Brief - Gather each line below that contains the string "vegetable", and copy those lines.

Available records -
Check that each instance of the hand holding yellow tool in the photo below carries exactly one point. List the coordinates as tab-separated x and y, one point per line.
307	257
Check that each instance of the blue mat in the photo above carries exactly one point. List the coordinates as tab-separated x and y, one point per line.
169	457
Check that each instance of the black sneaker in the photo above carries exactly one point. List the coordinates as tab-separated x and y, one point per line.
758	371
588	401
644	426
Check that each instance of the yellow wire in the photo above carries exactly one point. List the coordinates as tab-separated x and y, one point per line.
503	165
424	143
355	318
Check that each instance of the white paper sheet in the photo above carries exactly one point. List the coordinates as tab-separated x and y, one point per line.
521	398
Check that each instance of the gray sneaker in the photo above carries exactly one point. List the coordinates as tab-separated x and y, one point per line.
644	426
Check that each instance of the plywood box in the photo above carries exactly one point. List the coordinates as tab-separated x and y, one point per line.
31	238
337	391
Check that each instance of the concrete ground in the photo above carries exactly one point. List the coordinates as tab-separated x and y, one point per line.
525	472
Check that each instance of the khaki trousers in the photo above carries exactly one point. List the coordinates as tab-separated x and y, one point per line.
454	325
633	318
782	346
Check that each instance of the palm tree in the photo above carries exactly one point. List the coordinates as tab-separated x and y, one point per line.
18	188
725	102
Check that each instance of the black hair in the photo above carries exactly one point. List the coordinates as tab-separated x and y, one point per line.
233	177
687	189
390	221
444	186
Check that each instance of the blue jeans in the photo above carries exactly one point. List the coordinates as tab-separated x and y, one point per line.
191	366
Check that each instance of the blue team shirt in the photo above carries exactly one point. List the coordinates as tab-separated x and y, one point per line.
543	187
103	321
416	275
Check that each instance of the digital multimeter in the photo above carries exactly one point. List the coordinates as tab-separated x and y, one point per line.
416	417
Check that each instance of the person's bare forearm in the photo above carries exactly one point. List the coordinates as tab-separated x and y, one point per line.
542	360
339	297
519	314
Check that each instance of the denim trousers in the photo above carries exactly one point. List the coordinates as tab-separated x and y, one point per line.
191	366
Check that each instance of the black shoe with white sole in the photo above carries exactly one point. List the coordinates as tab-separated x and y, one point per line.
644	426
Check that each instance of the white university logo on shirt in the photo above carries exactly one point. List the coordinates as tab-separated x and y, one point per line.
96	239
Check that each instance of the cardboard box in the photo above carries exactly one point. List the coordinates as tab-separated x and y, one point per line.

--

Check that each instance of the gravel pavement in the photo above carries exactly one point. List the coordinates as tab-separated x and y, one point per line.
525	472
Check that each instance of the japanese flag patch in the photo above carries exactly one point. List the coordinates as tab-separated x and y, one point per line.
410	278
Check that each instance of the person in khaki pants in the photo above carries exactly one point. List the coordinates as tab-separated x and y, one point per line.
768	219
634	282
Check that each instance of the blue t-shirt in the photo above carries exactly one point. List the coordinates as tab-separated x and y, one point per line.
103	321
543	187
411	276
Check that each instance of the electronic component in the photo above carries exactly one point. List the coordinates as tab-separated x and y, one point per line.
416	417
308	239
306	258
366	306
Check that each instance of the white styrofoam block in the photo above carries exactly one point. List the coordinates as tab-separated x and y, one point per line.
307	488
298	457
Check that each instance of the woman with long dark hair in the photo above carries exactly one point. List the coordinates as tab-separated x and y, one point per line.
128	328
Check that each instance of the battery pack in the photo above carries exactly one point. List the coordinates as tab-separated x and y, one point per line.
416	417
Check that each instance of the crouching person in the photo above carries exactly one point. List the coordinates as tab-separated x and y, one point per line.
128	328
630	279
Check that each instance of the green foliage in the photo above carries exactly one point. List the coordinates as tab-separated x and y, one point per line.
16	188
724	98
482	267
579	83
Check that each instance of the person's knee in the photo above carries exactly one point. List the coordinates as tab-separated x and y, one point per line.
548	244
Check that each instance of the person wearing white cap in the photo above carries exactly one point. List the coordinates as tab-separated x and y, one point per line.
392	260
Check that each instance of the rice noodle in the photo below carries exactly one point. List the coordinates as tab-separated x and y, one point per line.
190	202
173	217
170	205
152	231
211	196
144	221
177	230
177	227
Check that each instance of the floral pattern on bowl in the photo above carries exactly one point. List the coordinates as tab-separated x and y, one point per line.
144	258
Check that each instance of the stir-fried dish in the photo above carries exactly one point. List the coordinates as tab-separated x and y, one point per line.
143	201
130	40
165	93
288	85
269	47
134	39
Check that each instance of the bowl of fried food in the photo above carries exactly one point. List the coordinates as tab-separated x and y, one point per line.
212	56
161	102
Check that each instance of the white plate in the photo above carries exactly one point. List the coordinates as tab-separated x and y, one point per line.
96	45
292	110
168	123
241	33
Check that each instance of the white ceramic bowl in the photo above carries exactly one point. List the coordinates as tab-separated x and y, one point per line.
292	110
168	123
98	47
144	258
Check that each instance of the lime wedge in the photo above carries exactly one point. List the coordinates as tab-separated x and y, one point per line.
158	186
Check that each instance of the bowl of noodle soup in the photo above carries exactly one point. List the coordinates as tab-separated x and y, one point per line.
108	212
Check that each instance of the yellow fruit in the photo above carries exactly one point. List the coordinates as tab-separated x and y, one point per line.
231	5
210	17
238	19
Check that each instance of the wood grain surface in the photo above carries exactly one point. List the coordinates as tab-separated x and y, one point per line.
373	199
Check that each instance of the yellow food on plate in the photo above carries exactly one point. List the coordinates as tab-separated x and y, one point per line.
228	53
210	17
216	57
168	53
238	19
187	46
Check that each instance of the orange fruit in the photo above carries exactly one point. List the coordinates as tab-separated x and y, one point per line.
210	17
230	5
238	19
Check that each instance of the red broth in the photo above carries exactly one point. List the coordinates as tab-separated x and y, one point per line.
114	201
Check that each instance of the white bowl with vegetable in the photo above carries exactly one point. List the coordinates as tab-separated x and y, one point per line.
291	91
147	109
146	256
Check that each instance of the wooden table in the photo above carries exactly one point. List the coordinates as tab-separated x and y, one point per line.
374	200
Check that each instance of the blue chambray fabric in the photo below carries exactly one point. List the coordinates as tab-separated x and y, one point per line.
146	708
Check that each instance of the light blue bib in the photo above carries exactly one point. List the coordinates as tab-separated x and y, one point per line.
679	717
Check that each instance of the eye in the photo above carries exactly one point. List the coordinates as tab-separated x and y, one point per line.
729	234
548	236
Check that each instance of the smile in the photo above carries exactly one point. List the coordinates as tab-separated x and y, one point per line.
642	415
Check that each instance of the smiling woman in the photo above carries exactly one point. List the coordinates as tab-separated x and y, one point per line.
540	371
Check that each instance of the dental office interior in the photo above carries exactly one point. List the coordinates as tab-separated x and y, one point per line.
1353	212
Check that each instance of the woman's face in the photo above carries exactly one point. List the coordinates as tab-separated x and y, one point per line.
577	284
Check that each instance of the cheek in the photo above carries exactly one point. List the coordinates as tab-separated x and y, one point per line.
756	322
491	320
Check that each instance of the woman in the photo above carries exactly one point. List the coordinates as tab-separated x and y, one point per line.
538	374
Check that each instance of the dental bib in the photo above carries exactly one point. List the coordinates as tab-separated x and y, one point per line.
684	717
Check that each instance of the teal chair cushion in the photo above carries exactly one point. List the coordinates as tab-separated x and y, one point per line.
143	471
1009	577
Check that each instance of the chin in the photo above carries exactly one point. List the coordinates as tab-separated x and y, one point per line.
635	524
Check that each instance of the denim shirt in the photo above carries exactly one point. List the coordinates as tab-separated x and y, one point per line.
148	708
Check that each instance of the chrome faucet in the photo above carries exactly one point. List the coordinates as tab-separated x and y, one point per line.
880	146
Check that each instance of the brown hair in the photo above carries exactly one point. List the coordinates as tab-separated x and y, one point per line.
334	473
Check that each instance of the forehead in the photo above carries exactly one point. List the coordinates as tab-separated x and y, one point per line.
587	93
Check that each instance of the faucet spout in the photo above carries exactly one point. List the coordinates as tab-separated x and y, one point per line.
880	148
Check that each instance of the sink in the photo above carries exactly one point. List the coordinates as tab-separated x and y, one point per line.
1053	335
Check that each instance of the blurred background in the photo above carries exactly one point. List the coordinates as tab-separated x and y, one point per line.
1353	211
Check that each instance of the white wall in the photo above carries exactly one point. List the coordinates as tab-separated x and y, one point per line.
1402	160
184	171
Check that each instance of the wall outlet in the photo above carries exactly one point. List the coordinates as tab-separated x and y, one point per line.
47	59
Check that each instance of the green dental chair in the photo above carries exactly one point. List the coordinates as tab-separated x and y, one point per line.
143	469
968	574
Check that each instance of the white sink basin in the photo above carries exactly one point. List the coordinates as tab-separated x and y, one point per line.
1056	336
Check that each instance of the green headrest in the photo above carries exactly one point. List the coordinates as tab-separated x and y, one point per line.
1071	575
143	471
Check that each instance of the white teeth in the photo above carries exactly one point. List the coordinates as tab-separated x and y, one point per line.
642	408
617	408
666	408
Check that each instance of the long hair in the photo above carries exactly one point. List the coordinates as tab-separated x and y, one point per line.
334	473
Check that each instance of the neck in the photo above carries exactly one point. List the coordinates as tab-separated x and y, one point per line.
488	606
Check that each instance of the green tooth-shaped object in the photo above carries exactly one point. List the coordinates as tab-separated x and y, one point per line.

Solution for this exercise -
Check that each instance of the white bowl with vegetable in the photo above carries exactly one point. List the coordinates as tab-separated x and y, one point per line.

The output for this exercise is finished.